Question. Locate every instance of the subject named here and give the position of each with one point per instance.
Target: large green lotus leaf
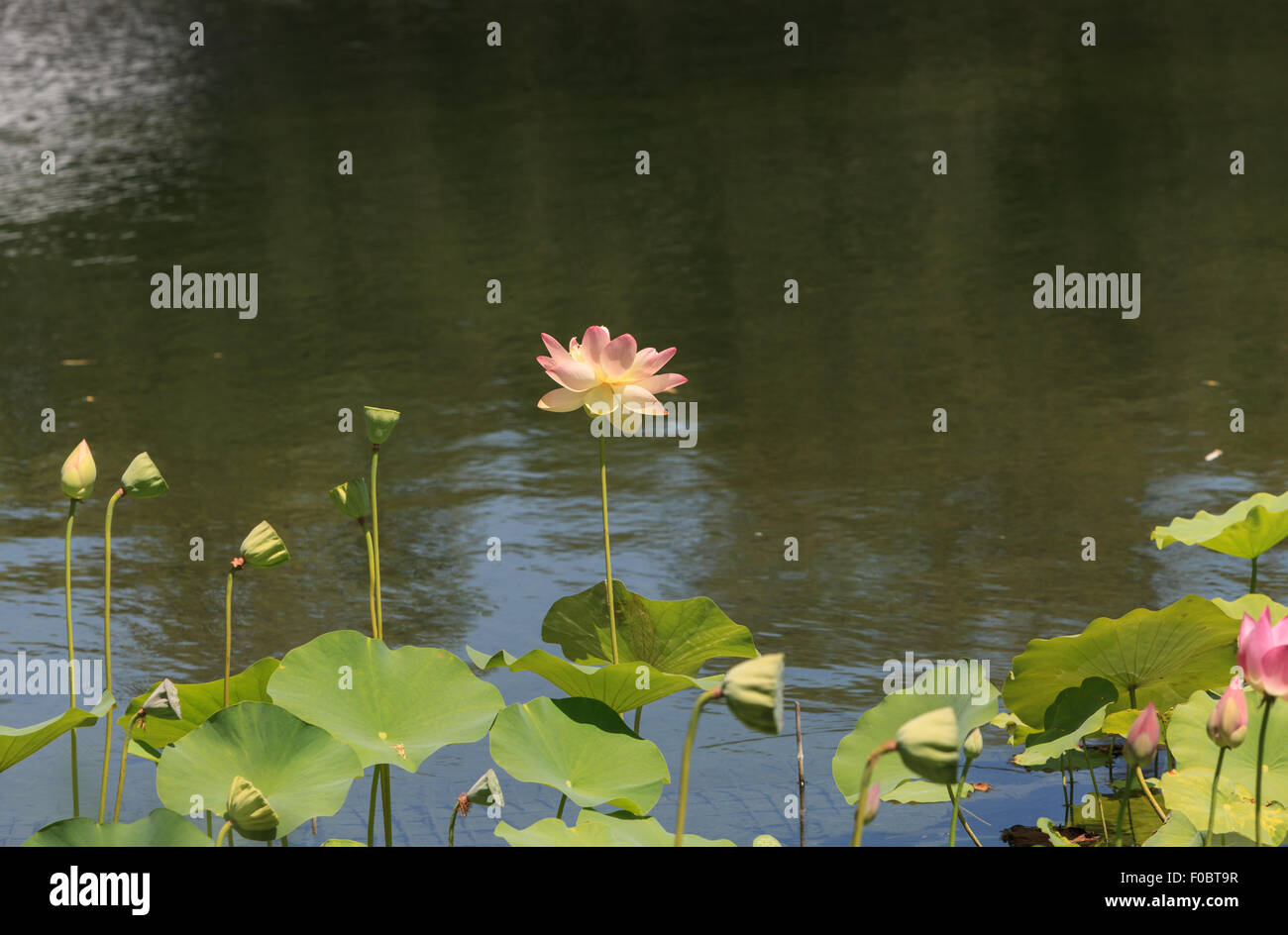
(579, 747)
(301, 771)
(1160, 656)
(196, 703)
(1189, 791)
(595, 830)
(922, 792)
(1244, 531)
(614, 685)
(161, 828)
(1190, 746)
(883, 721)
(394, 706)
(671, 635)
(1074, 714)
(1250, 604)
(1177, 831)
(18, 743)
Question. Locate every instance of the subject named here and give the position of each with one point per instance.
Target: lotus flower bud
(353, 498)
(754, 690)
(485, 791)
(930, 743)
(1142, 738)
(250, 813)
(163, 702)
(1229, 721)
(380, 424)
(78, 472)
(142, 478)
(871, 802)
(263, 548)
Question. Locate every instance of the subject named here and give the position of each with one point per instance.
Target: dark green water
(518, 163)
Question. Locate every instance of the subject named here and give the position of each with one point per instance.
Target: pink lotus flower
(1142, 738)
(1263, 655)
(605, 375)
(1229, 721)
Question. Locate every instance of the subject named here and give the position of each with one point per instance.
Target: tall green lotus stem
(120, 776)
(228, 625)
(372, 578)
(1261, 758)
(1122, 809)
(107, 644)
(375, 544)
(608, 553)
(1100, 805)
(71, 648)
(451, 826)
(385, 805)
(859, 818)
(1216, 779)
(372, 807)
(711, 694)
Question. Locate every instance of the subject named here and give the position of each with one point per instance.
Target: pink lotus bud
(1229, 721)
(1142, 738)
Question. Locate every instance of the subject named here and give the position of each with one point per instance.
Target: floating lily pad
(1245, 530)
(1188, 740)
(1189, 791)
(299, 768)
(674, 636)
(581, 749)
(614, 685)
(1074, 714)
(161, 828)
(1160, 656)
(883, 721)
(196, 703)
(18, 743)
(595, 830)
(394, 706)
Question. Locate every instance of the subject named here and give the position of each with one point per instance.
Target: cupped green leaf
(671, 635)
(1245, 530)
(161, 828)
(1149, 656)
(1076, 712)
(622, 686)
(943, 685)
(299, 768)
(196, 703)
(1193, 750)
(596, 830)
(18, 743)
(394, 706)
(581, 749)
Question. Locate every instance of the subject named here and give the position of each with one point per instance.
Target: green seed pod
(928, 745)
(263, 548)
(352, 498)
(485, 791)
(380, 424)
(250, 813)
(78, 472)
(163, 702)
(142, 478)
(754, 690)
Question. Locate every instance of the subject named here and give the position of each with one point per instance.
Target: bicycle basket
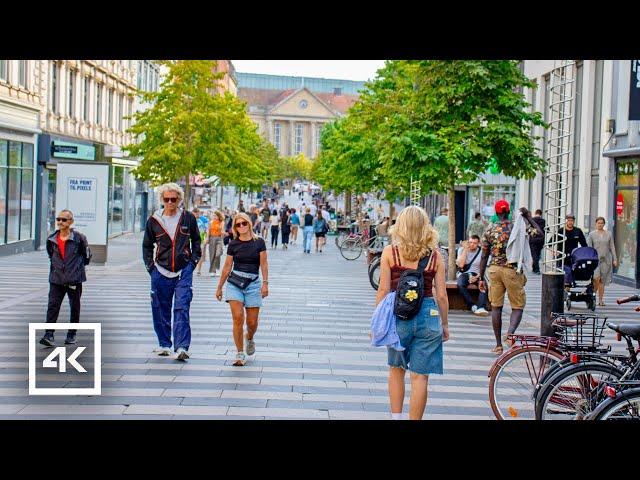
(579, 331)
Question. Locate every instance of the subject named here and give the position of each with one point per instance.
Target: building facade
(291, 111)
(605, 151)
(20, 115)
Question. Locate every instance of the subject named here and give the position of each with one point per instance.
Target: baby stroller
(578, 277)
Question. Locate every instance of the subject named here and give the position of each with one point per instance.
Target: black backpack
(410, 291)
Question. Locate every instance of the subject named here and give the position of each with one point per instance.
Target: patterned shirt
(495, 239)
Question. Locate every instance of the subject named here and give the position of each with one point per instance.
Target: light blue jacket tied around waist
(383, 324)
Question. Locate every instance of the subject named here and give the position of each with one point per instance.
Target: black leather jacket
(69, 271)
(171, 253)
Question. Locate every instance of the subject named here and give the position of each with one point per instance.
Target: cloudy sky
(338, 69)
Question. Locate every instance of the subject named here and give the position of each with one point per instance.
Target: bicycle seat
(632, 331)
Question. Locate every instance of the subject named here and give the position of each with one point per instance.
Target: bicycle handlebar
(632, 298)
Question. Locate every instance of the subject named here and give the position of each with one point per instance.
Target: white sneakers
(163, 351)
(182, 354)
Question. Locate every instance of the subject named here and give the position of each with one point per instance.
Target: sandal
(241, 359)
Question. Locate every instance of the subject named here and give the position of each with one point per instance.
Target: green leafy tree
(193, 128)
(440, 123)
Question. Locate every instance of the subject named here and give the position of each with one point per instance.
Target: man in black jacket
(174, 232)
(68, 252)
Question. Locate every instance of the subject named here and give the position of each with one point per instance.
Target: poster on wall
(83, 189)
(634, 91)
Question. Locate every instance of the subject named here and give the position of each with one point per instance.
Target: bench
(456, 302)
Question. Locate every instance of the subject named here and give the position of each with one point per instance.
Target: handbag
(240, 281)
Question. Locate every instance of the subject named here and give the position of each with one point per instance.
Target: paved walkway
(313, 357)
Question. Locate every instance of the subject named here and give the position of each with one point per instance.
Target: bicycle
(515, 374)
(576, 390)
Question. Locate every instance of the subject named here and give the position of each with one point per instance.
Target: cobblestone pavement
(313, 358)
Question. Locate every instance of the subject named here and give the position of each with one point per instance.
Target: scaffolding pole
(561, 111)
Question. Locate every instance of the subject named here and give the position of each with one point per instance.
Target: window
(110, 109)
(54, 88)
(99, 105)
(85, 100)
(299, 132)
(22, 73)
(318, 135)
(277, 135)
(120, 111)
(626, 210)
(16, 191)
(72, 81)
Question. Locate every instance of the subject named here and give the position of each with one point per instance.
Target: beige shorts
(505, 279)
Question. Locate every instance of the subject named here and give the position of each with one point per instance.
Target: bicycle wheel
(575, 391)
(513, 378)
(625, 406)
(351, 248)
(374, 273)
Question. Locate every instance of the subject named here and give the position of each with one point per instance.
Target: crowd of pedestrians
(491, 263)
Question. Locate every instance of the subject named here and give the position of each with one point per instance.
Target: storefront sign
(634, 91)
(73, 150)
(619, 204)
(83, 189)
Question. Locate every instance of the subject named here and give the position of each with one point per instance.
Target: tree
(438, 122)
(192, 128)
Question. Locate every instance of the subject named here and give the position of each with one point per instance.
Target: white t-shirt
(170, 225)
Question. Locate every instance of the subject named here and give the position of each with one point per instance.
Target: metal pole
(559, 159)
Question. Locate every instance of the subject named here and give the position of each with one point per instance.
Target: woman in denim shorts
(246, 256)
(422, 337)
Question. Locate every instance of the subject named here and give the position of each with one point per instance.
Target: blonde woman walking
(602, 241)
(246, 257)
(215, 237)
(413, 238)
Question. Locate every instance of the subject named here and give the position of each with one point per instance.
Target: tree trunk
(452, 235)
(187, 192)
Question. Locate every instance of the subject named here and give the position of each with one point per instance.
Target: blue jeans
(163, 291)
(422, 339)
(463, 283)
(308, 237)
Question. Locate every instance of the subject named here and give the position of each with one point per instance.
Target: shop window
(626, 207)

Set task
The records shown above are to be repeated exactly, with the pictures left out.

Reply
Question. Locate every instance of the subject named here and give the position of each with one point per instance.
Target: large green lotus leaf
(579, 747)
(301, 771)
(1160, 656)
(196, 703)
(1189, 791)
(595, 830)
(922, 792)
(1244, 531)
(614, 685)
(161, 828)
(1190, 746)
(883, 721)
(394, 706)
(671, 635)
(1074, 714)
(1250, 604)
(1177, 831)
(18, 743)
Question. Locate every instance of the subject named here and give the position of each with one point per instance.
Target: lotus flower bud
(353, 498)
(754, 690)
(485, 791)
(930, 743)
(1142, 738)
(250, 813)
(163, 702)
(1229, 721)
(380, 424)
(78, 472)
(142, 478)
(871, 802)
(263, 548)
Question. Locate every instance of the subject named here and give the position of each with one point per instance.
Target: dark green water
(518, 163)
Question. Locate every instance of the subject named here and give the position of each with one point per instance.
Target: pink lotus flower
(1142, 738)
(1263, 655)
(605, 375)
(1229, 721)
Question. Locate every instance of the subject named here and give the position of each with one point per instance.
Target: tall green lotus stem
(120, 776)
(228, 625)
(372, 578)
(1261, 758)
(1122, 809)
(107, 644)
(375, 544)
(608, 553)
(1100, 805)
(71, 648)
(451, 826)
(385, 805)
(859, 818)
(1216, 779)
(372, 807)
(711, 694)
Question. Locate every instance of the subject named here and give the position of each with one point per instance.
Target: pink lotus bud
(1229, 721)
(1142, 738)
Question. Locate every instance of the subject named here and give the position of each with one point per instance.
Target: floating lily pad
(1245, 530)
(1188, 740)
(1189, 791)
(299, 768)
(674, 636)
(581, 749)
(614, 685)
(1074, 714)
(161, 828)
(1160, 656)
(883, 721)
(196, 703)
(18, 743)
(595, 830)
(394, 706)
Question. Locate every instance of the subject named here and give the position of each with one point per instance.
Target: cupped green leaf
(671, 635)
(1245, 530)
(161, 828)
(1149, 656)
(1076, 712)
(622, 686)
(943, 685)
(299, 768)
(196, 703)
(1193, 750)
(596, 830)
(18, 743)
(394, 706)
(581, 749)
Question. Locate every instance of the subject named here and give the position of each with one point per instance.
Target: green seed pod
(928, 745)
(263, 548)
(352, 498)
(485, 791)
(380, 424)
(250, 813)
(78, 472)
(163, 702)
(142, 478)
(754, 690)
Question. Locate every instance of the subject named here and give the position of each with one point per instance.
Target: bicycle basket
(579, 331)
Question. Locate every instance of the subject named here and give the position of each with one point per instance.
Target: building facade
(291, 111)
(605, 151)
(20, 115)
Question. Locate every instance of the subject named here and give the position of each with one point per instance.
Target: baby stroller
(578, 277)
Question. Locate every instance of the subject named here and give the position of each with one point per instance.
Target: black backpack
(410, 291)
Question. Locate every instance of the subject named here and give the position of each with one point per instance.
Target: patterned shirt
(495, 239)
Question. Locate every instance of the subject named here and give the position of each with one point per instance.
Target: light blue jacket tied around waist
(383, 324)
Question. Locate every instance of the subject named here and give the position of each with one point per instance.
Target: black leather jacket
(69, 271)
(171, 253)
Question. Locate every instance of the subject named here and give the position of each with one point per instance.
Target: cloudy sky
(338, 69)
Question. Locate every instance of the subject named here and give the position of each with one point per instance.
Target: bicycle seat
(632, 331)
Question. Locate every instance of the subject named here and give the position of each with one point per instance.
Target: bicycle handlebar
(632, 298)
Question. Locate every instance of the subject named here and give the position of each with one point per instance.
Target: white sneakers
(163, 351)
(182, 354)
Question. Locate every instance of the subject named here and give the position of each with one point per instance.
Target: sandal
(241, 359)
Question. Locate every instance of the subject named here and give the position of each with one point per instance.
Target: green leafy tree
(193, 128)
(440, 123)
Question. Locate every instance of the subject named here and give the position of each with one point per instance.
Target: man in black jacket
(174, 232)
(68, 252)
Question. Locate every instance of the subject named here and give the position of each with one point per instance.
Target: poster on wall
(83, 189)
(634, 91)
Question. Locate every instance of the subject named here and give the position of each with one point per instance.
Target: bench
(456, 302)
Question. Locate every instance of the subject named here and give the position of each with one point per instance.
Target: handbag
(240, 281)
Question. Locate every instance of the subject named here and give the position of each with one point per instance.
Target: paved walkway
(313, 357)
Question. Locate every instance of the subject named here and give the position of each with one point per instance.
Target: bicycle
(515, 374)
(576, 390)
Question. Locate every instance of the subject named here and give the position of each with one point per instance.
Target: cobblestone pavement
(313, 358)
Question. Locate every instance of the subject named here and give the position of each with one point per instance.
Target: scaffolding pole
(561, 111)
Question. Locate every instance of the subject named here and give the position of each with one point per instance.
Target: window
(110, 109)
(54, 88)
(99, 105)
(85, 100)
(299, 132)
(22, 73)
(318, 135)
(277, 135)
(120, 111)
(626, 210)
(16, 191)
(72, 81)
Question. Locate every instance of the subject named here and give the position of each with one point per instance.
Target: beige shorts
(505, 279)
Question. Locate every instance of the subject named here and give the position of each with one point per instance.
Target: bicycle wheel
(575, 391)
(513, 378)
(625, 406)
(351, 248)
(374, 273)
Question. Locate every instance of the subject named here and give the position of each with one point per instance.
Target: crowd of pedestrians
(491, 263)
Question. Locate every instance of the subject named here and give the position of each with one point per instance.
Target: storefront sign
(634, 91)
(73, 150)
(619, 204)
(83, 189)
Question. Locate every instance of the subject named here and give the position of each with one point per instance.
Target: tree
(438, 122)
(192, 128)
Question. Locate every instance of the subject named here and give the position of each with one point per instance.
Target: white t-shirt
(170, 225)
Question. Locate every instance of the subject named here and give the position of each with one point per instance.
Target: metal pole
(559, 159)
Question. Locate every instance of the subject named here and give the position of each with one point per instance.
Target: woman in denim shorts
(246, 256)
(422, 337)
Question. Locate every instance of the subject named here and give the position of each with one point per instance.
Target: blonde woman walking
(602, 241)
(246, 257)
(215, 237)
(413, 238)
Question. Locate every instance of the subject named here and give the position of each with one point per instance.
Target: tree trunk
(452, 235)
(187, 192)
Question. Locate every instance of the subject named here and give the position of each with one point per instance.
Target: blue jeans
(163, 291)
(422, 339)
(463, 283)
(308, 237)
Question. Locate every instance of the subject named here and give the position of each with one point per instance.
Target: shop window
(626, 207)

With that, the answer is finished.